• [文書の抜粋]
- 2023-12-20
- 化学・素材系, 技術ニュース, 海外ニュース
- Souvik Bhattacharyya, アッセイ(検体の評価・測定), スウォーミング, テキサス大学オースティン校, バイオフィルム, 大腸菌, 学術, 抗生物質耐性菌, 神経系, 米国科学アカデミー紀要(PNAS), 細菌, 脳
細菌は脳や神経系を持たないが、その体験から記憶のようなものを作り、数世代にわたって受け継いでいることが明らかとなった。テキサス大学オースティン校の研究チームによると、この記憶の分子的基盤は、細胞内の鉄の濃度だという。今回の発見は、細菌による感染症の予防や対策、抗生物質耐性菌の課題解決に応用できる可能性があるという。研究成果は、『米国科学アカデミー紀要(PNAS)』に2023年11月21日付で公開されている。
これまでに、スウォーミング(細菌が群れを形成し、べん毛によって集団として表面を移動すること)を経験した細菌は、その後のスウォーミング効率が向上することが知られている。細菌にはニューロンやシナプスのような神経系はないため、その記憶は私たちの記憶とは異なり、コンピューターに保存された情報に似ている。
「細菌は脳を持っていませんが、環境から情報を収集することができます。そして、その環境に頻繁に遭遇すると、その情報を保存することで、後ですばやく情報にアクセスできるのです」と、論文の筆頭著者であるテキサス大学のSouvik Bhattacharyya博士は説明する。

(保存済みデータセット項目)
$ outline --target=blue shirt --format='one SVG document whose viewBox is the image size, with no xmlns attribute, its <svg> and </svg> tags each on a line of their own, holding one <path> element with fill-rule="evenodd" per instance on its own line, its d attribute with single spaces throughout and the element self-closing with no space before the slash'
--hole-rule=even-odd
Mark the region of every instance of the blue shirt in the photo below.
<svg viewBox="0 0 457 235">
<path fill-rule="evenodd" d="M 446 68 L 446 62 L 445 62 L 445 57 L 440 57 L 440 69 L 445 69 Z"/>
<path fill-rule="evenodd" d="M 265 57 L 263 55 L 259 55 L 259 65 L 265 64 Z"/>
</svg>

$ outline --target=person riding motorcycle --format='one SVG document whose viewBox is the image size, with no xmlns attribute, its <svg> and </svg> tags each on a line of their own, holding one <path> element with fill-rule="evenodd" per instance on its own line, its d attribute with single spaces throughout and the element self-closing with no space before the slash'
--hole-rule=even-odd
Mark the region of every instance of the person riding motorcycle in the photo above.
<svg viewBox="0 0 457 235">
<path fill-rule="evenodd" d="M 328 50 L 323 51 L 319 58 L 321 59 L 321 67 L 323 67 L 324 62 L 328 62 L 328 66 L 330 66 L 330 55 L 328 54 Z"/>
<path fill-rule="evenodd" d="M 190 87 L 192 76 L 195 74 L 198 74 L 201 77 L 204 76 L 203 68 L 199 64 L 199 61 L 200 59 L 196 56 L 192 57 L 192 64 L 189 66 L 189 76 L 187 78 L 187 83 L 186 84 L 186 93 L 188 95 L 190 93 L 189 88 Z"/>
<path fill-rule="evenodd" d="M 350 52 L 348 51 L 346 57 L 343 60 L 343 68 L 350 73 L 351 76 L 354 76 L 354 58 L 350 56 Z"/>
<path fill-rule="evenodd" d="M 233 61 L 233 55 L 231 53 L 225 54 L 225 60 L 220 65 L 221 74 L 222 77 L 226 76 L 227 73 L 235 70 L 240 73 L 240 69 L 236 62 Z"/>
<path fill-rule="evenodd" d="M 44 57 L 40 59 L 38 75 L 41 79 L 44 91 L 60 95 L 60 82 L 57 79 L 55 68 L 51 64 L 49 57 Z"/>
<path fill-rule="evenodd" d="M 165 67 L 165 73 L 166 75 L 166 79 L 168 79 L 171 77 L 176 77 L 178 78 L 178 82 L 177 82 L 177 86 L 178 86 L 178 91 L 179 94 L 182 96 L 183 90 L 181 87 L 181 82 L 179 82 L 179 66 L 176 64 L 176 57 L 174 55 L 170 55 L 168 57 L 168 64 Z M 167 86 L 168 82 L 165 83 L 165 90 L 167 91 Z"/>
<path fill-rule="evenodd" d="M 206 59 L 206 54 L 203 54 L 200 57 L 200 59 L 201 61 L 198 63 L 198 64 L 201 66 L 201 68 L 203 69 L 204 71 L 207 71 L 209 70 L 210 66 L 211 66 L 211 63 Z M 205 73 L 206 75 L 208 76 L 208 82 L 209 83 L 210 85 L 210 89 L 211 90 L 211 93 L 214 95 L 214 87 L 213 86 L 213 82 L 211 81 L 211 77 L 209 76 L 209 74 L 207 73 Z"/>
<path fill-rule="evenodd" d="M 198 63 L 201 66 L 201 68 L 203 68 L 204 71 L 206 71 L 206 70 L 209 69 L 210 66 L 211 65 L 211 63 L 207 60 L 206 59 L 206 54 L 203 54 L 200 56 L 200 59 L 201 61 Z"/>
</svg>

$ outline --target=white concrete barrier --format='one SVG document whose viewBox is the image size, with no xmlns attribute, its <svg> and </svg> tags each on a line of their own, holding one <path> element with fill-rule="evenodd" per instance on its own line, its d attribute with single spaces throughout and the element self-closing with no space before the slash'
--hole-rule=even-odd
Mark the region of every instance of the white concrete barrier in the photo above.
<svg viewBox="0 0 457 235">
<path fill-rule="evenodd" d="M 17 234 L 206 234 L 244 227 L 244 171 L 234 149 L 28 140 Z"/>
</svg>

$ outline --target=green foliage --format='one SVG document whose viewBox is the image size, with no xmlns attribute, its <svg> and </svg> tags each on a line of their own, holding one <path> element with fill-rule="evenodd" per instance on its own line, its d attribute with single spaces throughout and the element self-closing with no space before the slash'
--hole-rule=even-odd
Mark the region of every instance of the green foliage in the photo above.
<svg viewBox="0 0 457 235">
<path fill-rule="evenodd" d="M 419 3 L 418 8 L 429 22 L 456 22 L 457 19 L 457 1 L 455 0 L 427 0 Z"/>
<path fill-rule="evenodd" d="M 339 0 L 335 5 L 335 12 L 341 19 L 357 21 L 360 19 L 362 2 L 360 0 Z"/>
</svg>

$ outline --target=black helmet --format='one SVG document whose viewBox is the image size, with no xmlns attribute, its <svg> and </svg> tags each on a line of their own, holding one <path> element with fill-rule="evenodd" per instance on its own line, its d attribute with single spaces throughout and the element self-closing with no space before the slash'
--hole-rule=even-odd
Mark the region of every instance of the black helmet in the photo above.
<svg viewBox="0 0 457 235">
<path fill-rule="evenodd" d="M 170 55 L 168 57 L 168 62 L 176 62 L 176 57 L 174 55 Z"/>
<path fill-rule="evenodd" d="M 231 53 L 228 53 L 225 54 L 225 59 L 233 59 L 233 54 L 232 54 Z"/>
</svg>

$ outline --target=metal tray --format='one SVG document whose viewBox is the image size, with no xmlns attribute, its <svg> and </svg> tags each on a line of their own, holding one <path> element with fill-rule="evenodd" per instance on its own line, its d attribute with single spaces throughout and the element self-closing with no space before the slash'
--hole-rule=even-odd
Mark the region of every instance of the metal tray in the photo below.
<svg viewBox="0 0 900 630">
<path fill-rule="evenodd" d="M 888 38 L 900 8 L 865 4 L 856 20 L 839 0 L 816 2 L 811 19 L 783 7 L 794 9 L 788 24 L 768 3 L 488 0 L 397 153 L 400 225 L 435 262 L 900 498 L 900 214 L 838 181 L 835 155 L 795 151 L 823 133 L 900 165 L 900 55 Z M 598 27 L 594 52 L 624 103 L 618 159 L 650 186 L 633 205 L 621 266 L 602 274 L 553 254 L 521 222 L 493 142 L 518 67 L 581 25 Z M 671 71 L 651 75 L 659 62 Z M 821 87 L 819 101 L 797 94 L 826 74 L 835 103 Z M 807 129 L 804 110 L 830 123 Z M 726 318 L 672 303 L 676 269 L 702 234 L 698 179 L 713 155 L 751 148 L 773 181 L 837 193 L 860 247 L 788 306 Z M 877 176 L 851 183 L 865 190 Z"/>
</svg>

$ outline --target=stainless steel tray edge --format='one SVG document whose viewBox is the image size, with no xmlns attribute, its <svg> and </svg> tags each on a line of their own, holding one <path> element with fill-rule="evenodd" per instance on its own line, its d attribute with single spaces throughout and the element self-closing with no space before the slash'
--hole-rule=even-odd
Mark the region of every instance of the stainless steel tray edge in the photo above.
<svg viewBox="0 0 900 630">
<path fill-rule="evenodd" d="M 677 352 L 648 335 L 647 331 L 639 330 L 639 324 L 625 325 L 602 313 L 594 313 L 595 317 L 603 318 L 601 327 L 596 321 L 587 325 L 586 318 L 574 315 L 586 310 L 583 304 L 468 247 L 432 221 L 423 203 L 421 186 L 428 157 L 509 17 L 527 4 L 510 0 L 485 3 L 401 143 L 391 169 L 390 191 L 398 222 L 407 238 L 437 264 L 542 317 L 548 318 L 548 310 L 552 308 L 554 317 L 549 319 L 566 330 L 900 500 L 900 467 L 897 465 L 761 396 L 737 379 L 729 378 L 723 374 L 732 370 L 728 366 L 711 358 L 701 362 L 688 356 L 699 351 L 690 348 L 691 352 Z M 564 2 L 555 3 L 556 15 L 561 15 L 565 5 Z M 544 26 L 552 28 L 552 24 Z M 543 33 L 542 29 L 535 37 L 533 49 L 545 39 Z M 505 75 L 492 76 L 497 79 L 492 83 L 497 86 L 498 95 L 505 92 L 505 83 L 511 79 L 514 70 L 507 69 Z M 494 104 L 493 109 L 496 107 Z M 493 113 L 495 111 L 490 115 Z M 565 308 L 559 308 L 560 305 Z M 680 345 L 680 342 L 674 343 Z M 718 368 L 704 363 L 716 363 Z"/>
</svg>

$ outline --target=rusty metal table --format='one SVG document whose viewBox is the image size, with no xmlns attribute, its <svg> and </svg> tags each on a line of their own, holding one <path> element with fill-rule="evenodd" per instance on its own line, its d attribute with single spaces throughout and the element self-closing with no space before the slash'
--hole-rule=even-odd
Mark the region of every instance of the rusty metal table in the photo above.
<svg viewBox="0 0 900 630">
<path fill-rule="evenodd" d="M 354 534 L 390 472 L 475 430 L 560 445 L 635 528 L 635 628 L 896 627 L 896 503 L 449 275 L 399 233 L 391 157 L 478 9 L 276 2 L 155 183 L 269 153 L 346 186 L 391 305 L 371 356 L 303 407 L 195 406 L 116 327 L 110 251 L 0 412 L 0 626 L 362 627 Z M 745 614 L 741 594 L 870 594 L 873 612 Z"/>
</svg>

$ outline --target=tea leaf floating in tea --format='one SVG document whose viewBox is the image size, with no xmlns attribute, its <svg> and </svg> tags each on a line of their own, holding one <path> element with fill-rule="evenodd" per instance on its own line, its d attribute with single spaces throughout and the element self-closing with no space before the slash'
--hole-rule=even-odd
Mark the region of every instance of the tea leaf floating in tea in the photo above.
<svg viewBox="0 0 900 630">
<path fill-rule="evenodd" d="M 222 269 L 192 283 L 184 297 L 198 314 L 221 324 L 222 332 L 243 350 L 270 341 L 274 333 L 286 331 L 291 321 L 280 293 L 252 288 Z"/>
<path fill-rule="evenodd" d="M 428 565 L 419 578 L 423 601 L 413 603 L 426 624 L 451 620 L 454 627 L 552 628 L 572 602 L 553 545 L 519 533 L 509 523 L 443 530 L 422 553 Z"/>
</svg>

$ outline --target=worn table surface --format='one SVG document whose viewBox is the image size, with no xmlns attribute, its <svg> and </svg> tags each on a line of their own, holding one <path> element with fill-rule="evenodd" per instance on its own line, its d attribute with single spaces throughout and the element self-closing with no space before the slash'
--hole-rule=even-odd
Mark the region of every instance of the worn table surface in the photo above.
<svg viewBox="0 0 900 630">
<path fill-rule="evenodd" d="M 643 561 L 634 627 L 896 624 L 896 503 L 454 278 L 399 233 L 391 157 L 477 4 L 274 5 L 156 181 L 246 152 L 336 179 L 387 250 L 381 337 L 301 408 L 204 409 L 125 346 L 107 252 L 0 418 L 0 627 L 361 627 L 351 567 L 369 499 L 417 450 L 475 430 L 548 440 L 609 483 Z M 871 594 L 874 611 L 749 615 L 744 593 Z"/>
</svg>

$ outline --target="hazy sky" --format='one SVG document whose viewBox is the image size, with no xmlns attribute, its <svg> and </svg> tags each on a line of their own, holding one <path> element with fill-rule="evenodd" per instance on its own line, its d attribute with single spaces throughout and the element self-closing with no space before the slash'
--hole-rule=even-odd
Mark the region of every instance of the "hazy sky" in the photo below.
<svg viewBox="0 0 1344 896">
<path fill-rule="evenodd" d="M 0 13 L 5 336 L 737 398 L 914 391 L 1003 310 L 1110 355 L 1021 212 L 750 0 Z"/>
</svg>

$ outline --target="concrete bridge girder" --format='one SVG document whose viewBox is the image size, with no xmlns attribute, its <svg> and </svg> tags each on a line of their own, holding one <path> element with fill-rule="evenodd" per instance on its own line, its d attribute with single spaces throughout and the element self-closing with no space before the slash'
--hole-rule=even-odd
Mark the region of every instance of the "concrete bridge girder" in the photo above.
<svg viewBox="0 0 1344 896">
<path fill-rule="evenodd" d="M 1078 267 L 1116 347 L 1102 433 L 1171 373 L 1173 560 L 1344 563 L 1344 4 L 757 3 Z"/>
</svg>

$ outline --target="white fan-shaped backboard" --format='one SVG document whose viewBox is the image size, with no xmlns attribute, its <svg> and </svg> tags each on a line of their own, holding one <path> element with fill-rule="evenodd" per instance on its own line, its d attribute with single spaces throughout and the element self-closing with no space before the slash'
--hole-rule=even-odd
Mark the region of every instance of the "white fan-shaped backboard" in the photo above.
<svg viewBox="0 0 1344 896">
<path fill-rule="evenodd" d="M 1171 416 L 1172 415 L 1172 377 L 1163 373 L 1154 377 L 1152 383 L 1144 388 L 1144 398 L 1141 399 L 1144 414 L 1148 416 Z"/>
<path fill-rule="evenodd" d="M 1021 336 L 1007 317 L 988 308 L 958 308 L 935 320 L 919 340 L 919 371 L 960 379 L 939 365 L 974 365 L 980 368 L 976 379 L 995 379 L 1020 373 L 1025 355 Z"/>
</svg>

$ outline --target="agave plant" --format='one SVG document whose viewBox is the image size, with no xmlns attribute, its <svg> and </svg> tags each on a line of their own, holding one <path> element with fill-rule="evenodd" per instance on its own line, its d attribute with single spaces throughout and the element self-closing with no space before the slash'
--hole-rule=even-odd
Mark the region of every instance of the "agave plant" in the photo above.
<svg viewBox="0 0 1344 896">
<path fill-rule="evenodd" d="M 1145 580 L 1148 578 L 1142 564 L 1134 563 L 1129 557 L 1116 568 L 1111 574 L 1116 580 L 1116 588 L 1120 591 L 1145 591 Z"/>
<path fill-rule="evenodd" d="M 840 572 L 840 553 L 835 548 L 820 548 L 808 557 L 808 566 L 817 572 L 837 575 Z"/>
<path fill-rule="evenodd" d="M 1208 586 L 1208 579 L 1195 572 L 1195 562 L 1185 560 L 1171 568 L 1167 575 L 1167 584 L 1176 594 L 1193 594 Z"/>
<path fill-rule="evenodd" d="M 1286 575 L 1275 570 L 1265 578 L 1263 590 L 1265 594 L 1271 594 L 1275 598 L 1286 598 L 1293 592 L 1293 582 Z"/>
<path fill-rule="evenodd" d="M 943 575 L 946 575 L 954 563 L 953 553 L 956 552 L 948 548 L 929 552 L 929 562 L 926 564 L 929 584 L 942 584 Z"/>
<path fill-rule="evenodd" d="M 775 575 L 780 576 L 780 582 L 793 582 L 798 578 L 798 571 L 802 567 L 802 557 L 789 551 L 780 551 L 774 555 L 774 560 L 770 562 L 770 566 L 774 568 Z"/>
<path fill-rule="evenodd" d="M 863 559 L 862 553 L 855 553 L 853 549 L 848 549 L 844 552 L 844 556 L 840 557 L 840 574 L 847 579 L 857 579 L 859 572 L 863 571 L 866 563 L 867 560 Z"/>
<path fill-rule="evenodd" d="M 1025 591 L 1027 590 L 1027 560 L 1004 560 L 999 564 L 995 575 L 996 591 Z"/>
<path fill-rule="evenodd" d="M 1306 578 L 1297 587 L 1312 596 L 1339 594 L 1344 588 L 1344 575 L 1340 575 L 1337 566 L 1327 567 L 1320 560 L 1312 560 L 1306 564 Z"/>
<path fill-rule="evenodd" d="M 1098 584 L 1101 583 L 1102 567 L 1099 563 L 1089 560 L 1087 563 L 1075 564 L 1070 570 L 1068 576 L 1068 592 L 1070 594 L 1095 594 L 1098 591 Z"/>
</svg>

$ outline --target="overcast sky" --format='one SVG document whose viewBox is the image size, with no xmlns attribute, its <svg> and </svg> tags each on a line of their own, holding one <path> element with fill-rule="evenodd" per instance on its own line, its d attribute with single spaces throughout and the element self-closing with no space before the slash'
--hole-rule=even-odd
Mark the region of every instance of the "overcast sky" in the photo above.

• [課題の内容]
1. 細菌の記憶に関する記事から、「- 2023-12-20」で始まり「haryya博士は説明する。」に至るまでの部分を、そのまま書き写せ。
2. 細菌の記憶に関する記事で、今回の発見を応用できる可能性があるとされている事柄をすべて挙げよ。
3. 細菌の記憶に関する記事を、最後の文の後から書き進めよ。

• [課題の解答]
1.
- 2023-12-20
- 化学・素材系, 技術ニュース, 海外ニュース
- Souvik Bhattacharyya, アッセイ(検体の評価・測定), スウォーミング, テキサス大学オースティン校, バイオフィルム, 大腸菌, 学術, 抗生物質耐性菌, 神経系, 米国科学アカデミー紀要(PNAS), 細菌, 脳
細菌は脳や神経系を持たないが、その体験から記憶のようなものを作り、数世代にわたって受け継いでいることが明らかとなった。テキサス大学オースティン校の研究チームによると、この記憶の分子的基盤は、細胞内の鉄の濃度だという。今回の発見は、細菌による感染症の予防や対策、抗生物質耐性菌の課題解決に応用できる可能性があるという。研究成果は、『米国科学アカデミー紀要(PNAS)』に2023年11月21日付で公開されている。
これまでに、スウォーミング(細菌が群れを形成し、べん毛によって集団として表面を移動すること)を経験した細菌は、その後のスウォーミング効率が向上することが知られている。細菌にはニューロンやシナプスのような神経系はないため、その記憶は私たちの記憶とは異なり、コンピューターに保存された情報に似ている。
「細菌は脳を持っていませんが、環境から情報を収集することができます。そして、その環境に頻繁に遭遇すると、その情報を保存することで、後ですばやく情報にアクセスできるのです」と、論文の筆頭著者であるテキサス大学のSouvik Bhattacharyya博士は説明する。

2. 細菌による感染症の予防、細菌による感染症の対策、抗生物質耐性菌の課題解決

3.
研究チームは1万回以上のアッセイ(検体の評価/測定)を実施し、大腸菌がさまざまな行動に関する情報を保存するために、鉄を利用していることを発見した。鉄の濃度が低い細菌ほど群れを作った。一方、細菌が密集した粘着性の集合体であるバイオフィルムを固体表面上に形成する細菌は、細胞内の鉄濃度が高かった。また、抗生物質に対する耐性を持つ細菌はバランスのとれた鉄濃度であることも明らかとなった。これらの鉄の記憶は、少なくとも4世代継続し、7世代目には消失した。
研究チームは、鉄濃度が低いとき、記憶がトリガーとなりスウォーミングによって高速移動し、環境中の鉄を探し求める、と理論化している。逆に、鉄濃度が高いとき、記憶はこの環境がバイオフィルムの形成に適した場所であることを示している。
大気に酸素が存在する以前の初期の地球上生命は、細胞プロセスに鉄を利用していたものが多かった。研究チームによると、鉄は地球上の生命の起源だけでなく、生命の進化にも重要であるため、細胞が記憶に鉄を利用するのは理にかなっているという。「鉄は病原性において重要な因子であるため、鉄濃度は間違いなく治療ターゲットになります。細菌の行動がわかればわかるほど、細菌と戦うことが容易になるのです」と、Souvik Bhattacharyya博士は述べている。